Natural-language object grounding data
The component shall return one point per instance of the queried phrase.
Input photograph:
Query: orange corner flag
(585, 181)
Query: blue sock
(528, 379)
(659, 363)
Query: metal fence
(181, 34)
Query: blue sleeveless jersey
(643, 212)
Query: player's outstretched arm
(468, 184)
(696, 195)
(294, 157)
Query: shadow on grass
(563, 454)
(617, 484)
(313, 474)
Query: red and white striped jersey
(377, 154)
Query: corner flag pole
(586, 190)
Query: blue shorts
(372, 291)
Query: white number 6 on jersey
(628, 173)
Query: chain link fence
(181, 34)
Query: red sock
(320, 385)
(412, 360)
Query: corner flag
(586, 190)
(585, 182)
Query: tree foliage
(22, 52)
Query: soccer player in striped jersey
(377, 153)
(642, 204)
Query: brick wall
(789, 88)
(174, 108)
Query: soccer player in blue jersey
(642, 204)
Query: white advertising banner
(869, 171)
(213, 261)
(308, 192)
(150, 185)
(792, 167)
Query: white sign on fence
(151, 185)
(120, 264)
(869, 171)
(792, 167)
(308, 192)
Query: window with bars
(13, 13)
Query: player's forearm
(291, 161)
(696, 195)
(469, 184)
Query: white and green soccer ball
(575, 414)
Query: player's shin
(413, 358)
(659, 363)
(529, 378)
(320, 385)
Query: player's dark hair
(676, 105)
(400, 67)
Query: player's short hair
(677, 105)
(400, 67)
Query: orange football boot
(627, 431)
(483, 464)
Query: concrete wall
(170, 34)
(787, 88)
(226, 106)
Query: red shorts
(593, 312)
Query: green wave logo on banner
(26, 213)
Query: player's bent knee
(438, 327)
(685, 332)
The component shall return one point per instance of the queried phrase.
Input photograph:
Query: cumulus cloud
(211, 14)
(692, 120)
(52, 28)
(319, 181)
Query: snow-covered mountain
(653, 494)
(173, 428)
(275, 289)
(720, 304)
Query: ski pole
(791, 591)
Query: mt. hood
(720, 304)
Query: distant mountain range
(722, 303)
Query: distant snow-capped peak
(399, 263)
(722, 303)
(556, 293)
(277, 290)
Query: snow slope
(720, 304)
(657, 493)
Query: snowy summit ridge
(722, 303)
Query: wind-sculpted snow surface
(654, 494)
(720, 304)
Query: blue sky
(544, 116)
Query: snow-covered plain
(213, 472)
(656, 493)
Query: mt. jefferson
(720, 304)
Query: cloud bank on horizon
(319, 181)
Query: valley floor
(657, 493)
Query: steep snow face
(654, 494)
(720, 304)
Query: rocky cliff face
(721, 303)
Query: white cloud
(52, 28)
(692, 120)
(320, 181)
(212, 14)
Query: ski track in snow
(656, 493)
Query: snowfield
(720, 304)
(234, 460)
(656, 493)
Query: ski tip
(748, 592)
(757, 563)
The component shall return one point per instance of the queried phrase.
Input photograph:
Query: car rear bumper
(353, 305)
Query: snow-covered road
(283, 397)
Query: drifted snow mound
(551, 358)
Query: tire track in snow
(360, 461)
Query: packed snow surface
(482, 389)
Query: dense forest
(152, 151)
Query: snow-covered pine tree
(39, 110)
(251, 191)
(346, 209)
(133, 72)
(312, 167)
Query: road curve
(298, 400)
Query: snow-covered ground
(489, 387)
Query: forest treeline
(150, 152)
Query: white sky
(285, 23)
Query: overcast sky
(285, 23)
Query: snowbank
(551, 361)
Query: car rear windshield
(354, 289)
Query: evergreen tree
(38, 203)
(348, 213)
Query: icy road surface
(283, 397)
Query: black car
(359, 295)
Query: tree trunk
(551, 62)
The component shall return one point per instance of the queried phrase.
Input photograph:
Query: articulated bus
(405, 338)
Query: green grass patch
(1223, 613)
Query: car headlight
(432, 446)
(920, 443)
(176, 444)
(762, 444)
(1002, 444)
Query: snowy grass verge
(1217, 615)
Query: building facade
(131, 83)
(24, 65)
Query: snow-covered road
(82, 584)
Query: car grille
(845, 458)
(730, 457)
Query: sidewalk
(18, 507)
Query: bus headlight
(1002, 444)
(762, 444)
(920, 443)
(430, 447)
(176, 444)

HOW TO COMPLETE THIS TASK
Retype the entries above. Match them exactly.

SOLUTION
The component shall return one point per instance of the queried phrase.
Input photograph:
Query: orange corner flag
(585, 181)
Query: blue sock
(528, 379)
(659, 363)
Query: metal fence
(181, 34)
Query: blue sleeveless jersey
(643, 212)
Query: player's outstretched arm
(468, 184)
(696, 195)
(294, 157)
Query: shadow on grass
(563, 454)
(617, 484)
(313, 474)
Query: red and white striped jersey
(377, 154)
Query: corner flag pole
(586, 190)
Query: blue shorts
(372, 291)
Query: white number 6 on jersey
(628, 173)
Query: chain link fence
(181, 34)
Query: red sock
(320, 385)
(412, 360)
Query: corner flag
(586, 190)
(585, 182)
Query: tree foliage
(22, 52)
Query: soccer player in striped jersey
(377, 153)
(642, 204)
Query: brick wall
(789, 88)
(174, 108)
Query: soccer player in blue jersey
(642, 204)
Query: white advertising banner
(869, 171)
(213, 261)
(308, 192)
(150, 185)
(792, 167)
Query: white sign on fence
(151, 185)
(120, 264)
(869, 171)
(792, 167)
(308, 192)
Query: window with bars
(13, 13)
Query: player's forearm
(291, 161)
(696, 195)
(469, 184)
Query: white and green soccer ball
(575, 414)
Query: player's shin
(413, 358)
(659, 363)
(529, 378)
(320, 385)
Query: player's dark hair
(676, 105)
(400, 67)
Query: player's short hair
(677, 105)
(400, 67)
Query: orange football boot
(627, 431)
(483, 464)
Query: concrete wall
(170, 34)
(787, 88)
(226, 106)
Query: red shorts
(593, 312)
Query: green wave logo on banner
(26, 213)
Query: player's bent knee
(438, 327)
(685, 332)
The component shall return one point per instance of the queried phrase.
Input photograph:
Query: cumulus cloud
(211, 14)
(692, 120)
(52, 28)
(319, 181)
Query: snow-covered mountain
(653, 494)
(173, 428)
(275, 289)
(720, 304)
Query: ski pole
(791, 591)
Query: mt. hood
(720, 304)
Query: distant mountain range
(722, 303)
Query: distant snow-capped peak
(399, 263)
(722, 303)
(556, 293)
(277, 290)
Query: snow slope
(720, 304)
(657, 493)
Query: snowy summit ridge
(722, 303)
Query: wind-sculpted snow surface
(654, 494)
(720, 304)
Query: blue sky
(544, 116)
Query: snow-covered plain
(213, 472)
(656, 493)
Query: mt. jefferson
(720, 304)
Query: cloud bank on horizon
(319, 181)
Query: valley floor
(657, 493)
Query: steep snow face
(654, 494)
(720, 304)
Query: rocky cliff face
(721, 303)
Query: white cloud
(52, 28)
(692, 120)
(320, 181)
(212, 14)
Query: ski track in snow
(656, 493)
Query: snowfield
(720, 304)
(234, 460)
(656, 493)
Query: ski tip
(748, 592)
(757, 563)
The component shall return one point per instance of the queried phrase.
Input photograph:
Query: car rear bumper
(353, 305)
Query: snow-covered road
(283, 397)
Query: drifted snow mound
(551, 358)
Query: tire track in snow
(360, 461)
Query: packed snow surface
(482, 389)
Query: dense forest
(152, 151)
Query: snow-covered pine tree
(39, 110)
(251, 191)
(346, 209)
(133, 72)
(312, 167)
Query: road curve
(298, 400)
Query: snow-covered ground
(489, 387)
Query: forest treeline
(150, 152)
Query: white sky
(285, 23)
Query: overcast sky
(285, 23)
Query: snowbank
(551, 361)
Query: car rear windshield
(354, 289)
Query: evergreen tree
(38, 203)
(348, 213)
Query: icy road surface
(283, 397)
Query: black car
(359, 295)
Query: tree trunk
(551, 62)
The component shall return one point per instance of the queried phrase.
Input photograph:
Query: articulated bus
(405, 338)
Query: green grass patch
(1223, 613)
Query: car headlight
(432, 446)
(920, 443)
(176, 444)
(762, 444)
(1002, 444)
Query: snowy grass verge
(1217, 615)
Query: building facade
(131, 83)
(24, 65)
Query: snow-covered road
(82, 584)
Query: car grille
(845, 458)
(730, 457)
Query: sidewalk
(18, 507)
Query: bus headlight
(1002, 444)
(762, 444)
(920, 443)
(430, 447)
(176, 444)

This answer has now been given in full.